• **Your instructions**
Convert the rows below into a JSON list of strings, with one string per line and no blank lines. Leave the pictures out.

• **Input for this task**

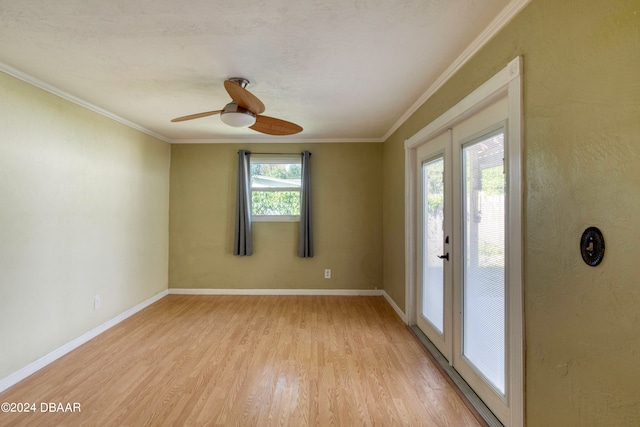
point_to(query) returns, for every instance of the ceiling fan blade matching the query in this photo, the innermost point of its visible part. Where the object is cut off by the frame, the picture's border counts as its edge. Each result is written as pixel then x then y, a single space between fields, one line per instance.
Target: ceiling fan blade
pixel 273 126
pixel 243 97
pixel 196 116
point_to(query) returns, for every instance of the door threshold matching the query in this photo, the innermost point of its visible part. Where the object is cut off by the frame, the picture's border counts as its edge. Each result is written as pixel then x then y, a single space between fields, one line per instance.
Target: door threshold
pixel 483 411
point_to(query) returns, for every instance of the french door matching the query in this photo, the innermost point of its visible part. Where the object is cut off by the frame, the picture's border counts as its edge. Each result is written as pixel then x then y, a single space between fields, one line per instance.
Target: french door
pixel 462 259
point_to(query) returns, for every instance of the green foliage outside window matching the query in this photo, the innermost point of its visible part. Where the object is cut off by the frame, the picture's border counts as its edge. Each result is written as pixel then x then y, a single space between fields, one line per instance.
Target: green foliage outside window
pixel 275 202
pixel 271 200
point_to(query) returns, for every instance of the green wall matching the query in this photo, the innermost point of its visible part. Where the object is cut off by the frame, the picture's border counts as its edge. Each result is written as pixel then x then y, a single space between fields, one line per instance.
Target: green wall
pixel 346 196
pixel 84 211
pixel 581 168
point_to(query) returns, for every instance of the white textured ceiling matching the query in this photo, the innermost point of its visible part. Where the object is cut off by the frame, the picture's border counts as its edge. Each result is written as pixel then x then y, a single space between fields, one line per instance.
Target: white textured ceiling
pixel 345 70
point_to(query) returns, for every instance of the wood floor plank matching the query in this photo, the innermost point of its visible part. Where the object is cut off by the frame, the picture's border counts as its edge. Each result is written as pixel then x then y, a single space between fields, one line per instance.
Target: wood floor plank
pixel 249 361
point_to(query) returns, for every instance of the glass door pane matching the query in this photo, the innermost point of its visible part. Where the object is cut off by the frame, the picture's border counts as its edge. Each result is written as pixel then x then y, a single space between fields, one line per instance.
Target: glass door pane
pixel 433 243
pixel 484 258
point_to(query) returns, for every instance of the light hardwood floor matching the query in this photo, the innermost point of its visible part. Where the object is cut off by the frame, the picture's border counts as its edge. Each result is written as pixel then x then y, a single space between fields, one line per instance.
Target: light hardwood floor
pixel 248 361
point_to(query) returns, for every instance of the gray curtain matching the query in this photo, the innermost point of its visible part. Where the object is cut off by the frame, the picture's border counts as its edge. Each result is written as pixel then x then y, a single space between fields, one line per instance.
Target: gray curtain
pixel 242 239
pixel 305 242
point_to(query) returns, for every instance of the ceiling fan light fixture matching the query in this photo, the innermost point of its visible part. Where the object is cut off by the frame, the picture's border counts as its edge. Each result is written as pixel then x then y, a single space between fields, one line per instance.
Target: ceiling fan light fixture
pixel 236 116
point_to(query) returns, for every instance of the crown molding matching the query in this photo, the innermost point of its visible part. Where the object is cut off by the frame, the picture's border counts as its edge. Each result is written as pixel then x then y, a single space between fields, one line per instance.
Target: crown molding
pixel 280 141
pixel 498 23
pixel 7 69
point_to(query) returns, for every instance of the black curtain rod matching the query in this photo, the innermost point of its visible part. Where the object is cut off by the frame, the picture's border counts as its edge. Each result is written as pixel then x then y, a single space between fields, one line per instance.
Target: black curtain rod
pixel 273 154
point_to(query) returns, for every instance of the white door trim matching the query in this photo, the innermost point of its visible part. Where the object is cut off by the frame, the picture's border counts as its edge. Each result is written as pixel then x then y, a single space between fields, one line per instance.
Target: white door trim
pixel 507 81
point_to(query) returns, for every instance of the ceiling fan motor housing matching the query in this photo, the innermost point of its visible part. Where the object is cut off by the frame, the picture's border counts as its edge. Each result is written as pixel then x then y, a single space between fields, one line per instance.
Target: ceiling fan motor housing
pixel 237 116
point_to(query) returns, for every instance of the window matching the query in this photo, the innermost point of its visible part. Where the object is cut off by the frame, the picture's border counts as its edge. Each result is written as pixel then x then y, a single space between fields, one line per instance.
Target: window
pixel 275 188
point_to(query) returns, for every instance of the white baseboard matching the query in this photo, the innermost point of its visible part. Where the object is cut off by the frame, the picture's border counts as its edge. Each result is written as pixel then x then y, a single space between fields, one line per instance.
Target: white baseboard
pixel 393 305
pixel 23 373
pixel 31 368
pixel 346 292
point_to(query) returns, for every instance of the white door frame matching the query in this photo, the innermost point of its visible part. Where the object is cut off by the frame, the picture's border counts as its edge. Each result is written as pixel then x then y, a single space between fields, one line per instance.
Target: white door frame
pixel 507 82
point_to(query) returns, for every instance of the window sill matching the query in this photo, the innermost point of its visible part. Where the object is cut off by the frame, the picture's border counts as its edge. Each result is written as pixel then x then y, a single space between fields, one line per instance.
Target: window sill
pixel 275 218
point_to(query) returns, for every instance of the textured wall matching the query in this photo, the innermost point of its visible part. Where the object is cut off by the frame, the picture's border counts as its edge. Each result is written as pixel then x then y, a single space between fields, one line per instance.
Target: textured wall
pixel 581 153
pixel 347 200
pixel 84 205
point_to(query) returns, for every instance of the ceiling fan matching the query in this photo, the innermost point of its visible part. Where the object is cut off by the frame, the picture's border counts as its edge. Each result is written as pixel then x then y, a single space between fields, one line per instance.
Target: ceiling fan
pixel 246 110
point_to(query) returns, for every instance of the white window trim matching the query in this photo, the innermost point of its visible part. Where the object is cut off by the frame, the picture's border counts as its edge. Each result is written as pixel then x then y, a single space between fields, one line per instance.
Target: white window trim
pixel 284 159
pixel 507 81
pixel 275 218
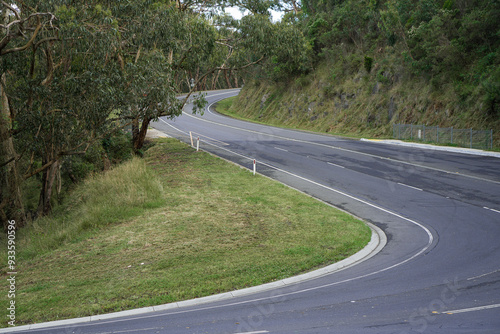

• **Finished exercise**
[
  "point_to(query) returns, for every instance of the ceiling fan blade matching the query in this photo, the innermost point of its visible part. Where the object is cut off by the frame, the picture's border counts as its edge. Each result is written as pixel then x then y, a single space between fields, one line per instance.",
  "Target: ceiling fan blade",
  "pixel 273 126",
  "pixel 243 97",
  "pixel 196 116",
  "point_to(query) returns, for every instance of the door threshold matching the query in this photo, the innermost point of its visible part. Where the object is cut off by the frame, the picture's border counts as its edge. Each result is written as pixel then x then y, a single space between fields, one line per instance.",
  "Target: door threshold",
  "pixel 483 411",
  "point_to(query) returns, for every instance of the french door matching the query in this photo, the innermost point of its visible part. Where the object is cut off by the frame, the picture's border counts as its edge. Each result is written as pixel then x then y, a single space between fields, one line per instance.",
  "Target: french door",
  "pixel 462 259",
  "point_to(query) returns, for every instance of the green foliage outside window matching the query in this photo, the innermost point of its visible part. Where the object is cut off by the frame, the picture's border counts as its edge. Each result is written as pixel then x then y, a single space between fields, one line per instance.",
  "Target: green foliage outside window",
  "pixel 275 202",
  "pixel 271 200",
  "point_to(query) returns, for every instance of the green wall matching the query in this photo, the innermost point of its visible part. Where the object is cut off by the frame, the picture's border counts as its edge. Each result is written as pixel then x then y, a single space between fields, one line per instance.",
  "Target: green wall",
  "pixel 346 196",
  "pixel 84 211",
  "pixel 581 168",
  "point_to(query) returns, for every instance of the white textured ceiling matching the query in this photo, the innermost point of its visible part. Where the object is cut off by the frame, the picture's border counts as its edge. Each result is written as pixel then x then y, a single space between fields, one line per instance.",
  "Target: white textured ceiling",
  "pixel 345 70",
  "point_to(query) returns, for every instance of the wood floor plank matching the query in this photo, the innermost point of its visible part. Where the object is cut off by the frame, the picture's border counts as its edge. Each result is written as pixel then x then y, a single space between fields, one line per instance.",
  "Target: wood floor plank",
  "pixel 249 361",
  "point_to(query) returns, for every instance of the glass door pane matching the query in this photo, the innermost point of its visible part. Where the object is cut off by the frame, the picture's border counts as its edge. Each result is written as pixel then x then y, a single space between fields, one line per instance.",
  "Target: glass door pane",
  "pixel 433 243",
  "pixel 484 258",
  "point_to(query) returns, for every instance of the light hardwood floor matching the query in this photo, the innermost point of its visible part. Where the object is cut off by the frame, the picture's border counts as its edge. Each result is written as pixel then x then y, a single space between fields, one line per instance.",
  "Target: light hardwood floor",
  "pixel 248 361",
  "point_to(query) returns, for every instance of the gray curtain matching the query in this photo, the innermost point of its visible part. Where the object is cut off by the frame, the picture's border counts as its edge. Each result is written as pixel then x then y, a single space between fields, one line per instance.",
  "Target: gray curtain",
  "pixel 242 239",
  "pixel 305 242",
  "point_to(query) returns, for every instance of the ceiling fan light fixture matching the query in this photo, the innermost point of its visible part. Where the object is cut off by the frame, the picture's border counts as its edge. Each result is written as pixel then x then y, a single space between fields, one line per instance.",
  "Target: ceiling fan light fixture",
  "pixel 236 116",
  "point_to(query) returns, for every instance of the crown molding matching the query in this photo, the innermost point of its visible part. Where the object is cut off by the frame, the picture's border counts as its edge. Each result is written as pixel then x then y, a single space between fields, one line per instance.",
  "Target: crown molding",
  "pixel 280 141",
  "pixel 498 23",
  "pixel 7 69",
  "point_to(query) returns, for every instance of the black curtain rod matching the query in this photo, the innermost point of its visible part. Where the object is cut off by the frame, the picture's border counts as its edge. Each result is written as pixel then x then y, a single space between fields, one line per instance.",
  "Target: black curtain rod",
  "pixel 273 154",
  "point_to(query) returns, for every instance of the white door trim matching the query in this photo, the innermost point of its visible part. Where the object is cut off by the frame, the picture's border counts as its edge. Each result is written as pixel then x then y, a single space between fields, one line per instance.",
  "Target: white door trim",
  "pixel 507 81",
  "point_to(query) returns, for every instance of the ceiling fan motor housing matching the query in this photo, the innermost point of its visible part. Where the object is cut off by the frame, the picture's border counts as its edge. Each result is written as pixel then x then y, a single space between fields, one line per instance.",
  "Target: ceiling fan motor housing",
  "pixel 237 116",
  "point_to(query) returns, for every instance of the window matching the query in this photo, the innermost point of its visible part. Where the object is cut off by the frame, the picture's border counts as its edge. Each result is written as pixel then x then y, a single space between fields, one line per instance.",
  "Target: window",
  "pixel 275 188",
  "point_to(query) returns, for every instance of the white baseboard matching the query in this photo, the innermost point of its visible part. Where the object is cut off by the frame, the picture's border counts as its edge. Each result is written as pixel then x then y, a single space between fields, one line per instance.",
  "Target: white baseboard",
  "pixel 393 305",
  "pixel 23 373",
  "pixel 31 368",
  "pixel 346 292",
  "point_to(query) returns, for every instance of the white door frame matching the query in this photo, the innermost point of its visible part. Where the object is cut off by the frame, the picture's border counts as its edge. Each result is written as pixel then x then y, a single space between fields, one line per instance.",
  "Target: white door frame",
  "pixel 507 82",
  "point_to(query) returns, for every instance of the window sill matching the query in this photo, the innermost point of its visible part. Where the object is cut off by the frame, the picture's border counts as its edge. Each result is written as pixel then x then y, a single space between fields, one line per instance.",
  "Target: window sill",
  "pixel 275 218",
  "point_to(query) returns, for every instance of the textured wall matching the query in this photo, the innermost point of its visible part. Where the object is cut off by the frame, the picture's border counts as its edge. Each result is written as pixel then x then y, a single space between fields, one line per instance.",
  "Target: textured wall",
  "pixel 581 153",
  "pixel 347 200",
  "pixel 84 205",
  "point_to(query) returns, for every instance of the ceiling fan matching the query in this photo, the innermost point of its visible part. Where the object is cut off by the frame, the picture's border counts as its edge. Each result is written as pixel then x then y, a single space between fields, one line per instance.",
  "Target: ceiling fan",
  "pixel 246 110",
  "point_to(query) returns, for every instance of the white window trim matching the query in this photo, the innermost point of its visible part. Where the object is cut off by the frame, the picture's border counts as its edge. Each result is written as pixel then x then y, a single space between fields, one line per instance.",
  "Target: white window trim",
  "pixel 284 159",
  "pixel 507 81",
  "pixel 275 218"
]